-- Information shown follows --
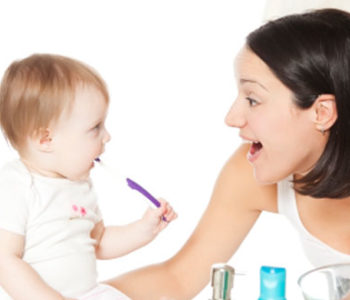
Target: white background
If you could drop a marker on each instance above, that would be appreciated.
(169, 69)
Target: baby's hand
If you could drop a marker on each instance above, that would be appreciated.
(155, 220)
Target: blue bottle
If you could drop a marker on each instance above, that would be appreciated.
(272, 283)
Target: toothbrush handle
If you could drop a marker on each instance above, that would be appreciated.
(139, 188)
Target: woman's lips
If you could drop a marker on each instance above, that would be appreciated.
(254, 151)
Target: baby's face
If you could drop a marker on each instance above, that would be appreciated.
(80, 135)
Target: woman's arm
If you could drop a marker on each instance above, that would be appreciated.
(18, 279)
(235, 205)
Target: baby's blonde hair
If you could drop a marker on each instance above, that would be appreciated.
(34, 92)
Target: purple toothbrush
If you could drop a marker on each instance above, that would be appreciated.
(135, 186)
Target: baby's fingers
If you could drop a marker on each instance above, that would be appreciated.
(168, 212)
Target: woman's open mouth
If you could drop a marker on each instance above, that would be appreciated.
(254, 151)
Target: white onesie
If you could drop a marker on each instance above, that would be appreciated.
(318, 253)
(56, 217)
-- Information shown concluded --
What is needed: What is needed is the exact run of lines from the start of the data through the line with "Target: woman's open mouth", both ends included, minus the pictures.

Output of the task:
Target: white background
If you could drop a marker on each instance above, that would be appreciated.
(169, 69)
Target: baby's hand
If you could drop a marker on each instance above, that would be appreciated.
(155, 220)
Target: blue bottle
If you could drop a marker on each instance above, that would be appreciated.
(272, 283)
Target: toothbrush handle
If you could drop a marker on each instance above, that would be appreciated.
(139, 188)
Target: woman's lips
If you could drop a marker on each instance above, that would be appreciated.
(254, 151)
Target: baby's face
If you could drop a marker on each instance above, that would be appreciated.
(80, 135)
Target: woman's arm
If you could drop a marker on each instance above, that would be appreciated.
(18, 279)
(235, 205)
Target: baby's blonde hair
If you could drop a marker on each instance above, that would be appreciated.
(34, 92)
Target: purple toothbrush
If you could drop a marker on each instance above, that would be appreciated.
(135, 186)
Target: baby's fingers
If you could drop a marker on each instance above, that would be appreciated.
(168, 212)
Target: woman's open mouth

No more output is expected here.